The Vendidad /ˈvendi'dæd/ or Videvdat or Videvdad is a collection of texts within the greater compendium of the Avesta. However, unlike the other texts of the Avesta, the Vendidad is an ecclesiastical code, not a liturgical manual.

Name
The name of the texts is a contraction of the Avestan language Vî-Daêvô-Dāta, "Given Against the Daevas (Demons)", and as the name suggests, the Vendidad is an enumeration of various manifestations of evil spirits, and ways to confound them. According to the divisions of the Avesta as described in the Denkard, a 9th-century text, the Vendidad includes all of the 19th nask, which is then the only nask that has survived in its entirety.

Content
The Vendidad's different parts vary widely in character and in age. Although some portions are relatively recent in origin, the subject matter of the greater part is very old. In 1877, Karl Friedrich Geldner identified the texts as being linguistically distinct from both the Old Avestan language texts as well as from the Yashts of the younger Avesta.

### Exercise requirements
1. Answer these from the passage on the Vendidad:
(a) What does the Avestan name Vî-Daêvô-Dāta mean?
(b) Which nask does the Vendidad include in full, according to the Denkard?
(c) In what year did Karl Friedrich Geldner identify the texts as linguistically distinct?
2. Quote the passage on the Vendidad word for word, starting at the words "The Vendidad /ˈvendi'dæd/" and stopping after "a liturgical manual.".

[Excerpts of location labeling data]
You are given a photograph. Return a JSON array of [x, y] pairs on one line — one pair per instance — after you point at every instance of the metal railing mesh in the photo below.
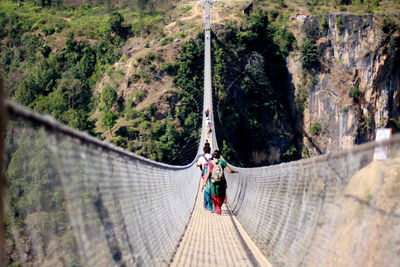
[[73, 200], [339, 209]]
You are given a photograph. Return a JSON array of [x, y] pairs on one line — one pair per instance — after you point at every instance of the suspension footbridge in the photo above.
[[92, 204]]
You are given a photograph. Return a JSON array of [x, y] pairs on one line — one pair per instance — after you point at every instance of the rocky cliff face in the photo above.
[[355, 88]]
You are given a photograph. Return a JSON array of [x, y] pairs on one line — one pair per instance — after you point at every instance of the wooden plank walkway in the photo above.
[[216, 240]]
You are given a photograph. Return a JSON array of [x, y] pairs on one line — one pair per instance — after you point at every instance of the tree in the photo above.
[[309, 55], [115, 22], [108, 120], [108, 97]]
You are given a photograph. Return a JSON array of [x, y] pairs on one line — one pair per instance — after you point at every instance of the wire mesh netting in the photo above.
[[72, 200], [340, 209]]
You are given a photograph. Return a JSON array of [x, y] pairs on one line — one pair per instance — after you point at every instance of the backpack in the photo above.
[[205, 164], [218, 172]]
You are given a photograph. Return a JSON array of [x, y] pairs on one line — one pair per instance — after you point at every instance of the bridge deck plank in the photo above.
[[215, 240]]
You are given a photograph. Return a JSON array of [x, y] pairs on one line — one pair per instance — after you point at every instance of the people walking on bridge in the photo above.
[[215, 173], [203, 163]]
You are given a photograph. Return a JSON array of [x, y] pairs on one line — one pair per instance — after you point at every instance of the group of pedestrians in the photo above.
[[213, 180]]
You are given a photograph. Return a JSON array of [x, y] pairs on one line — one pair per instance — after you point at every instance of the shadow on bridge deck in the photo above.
[[216, 240]]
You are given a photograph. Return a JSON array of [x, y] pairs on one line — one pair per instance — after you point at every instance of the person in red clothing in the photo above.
[[218, 182]]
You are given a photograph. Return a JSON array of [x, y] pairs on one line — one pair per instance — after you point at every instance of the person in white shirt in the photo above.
[[202, 163]]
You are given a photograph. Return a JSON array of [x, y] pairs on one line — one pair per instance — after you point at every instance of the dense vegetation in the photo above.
[[253, 108]]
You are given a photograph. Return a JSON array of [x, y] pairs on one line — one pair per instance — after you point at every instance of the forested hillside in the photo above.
[[130, 72], [287, 84]]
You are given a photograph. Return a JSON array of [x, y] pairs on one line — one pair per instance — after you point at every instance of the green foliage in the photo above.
[[139, 96], [108, 119], [108, 97], [309, 55], [316, 128], [355, 93], [169, 67], [115, 22], [388, 25], [339, 24], [323, 24], [166, 41], [366, 123]]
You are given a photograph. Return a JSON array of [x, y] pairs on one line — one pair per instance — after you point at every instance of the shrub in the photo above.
[[316, 128], [108, 120], [108, 97], [166, 41], [309, 55], [388, 25], [323, 24], [355, 93], [169, 68], [339, 24]]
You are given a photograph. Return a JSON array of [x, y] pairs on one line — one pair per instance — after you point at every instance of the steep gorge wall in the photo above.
[[353, 52]]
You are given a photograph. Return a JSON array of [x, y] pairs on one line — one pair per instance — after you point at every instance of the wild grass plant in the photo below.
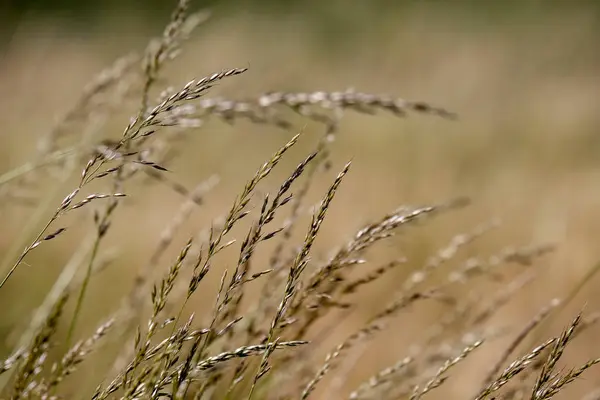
[[263, 335]]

### Answer set
1.
(a) "Given Against the Daevas (Demons)"
(b) The 19th nask
(c) 1877

2.
The Vendidad /ˈvendi'dæd/ or Videvdat or Videvdad is a collection of texts within the greater compendium of the Avesta. However, unlike the other texts of the Avesta, the Vendidad is an ecclesiastical code, not a liturgical manual.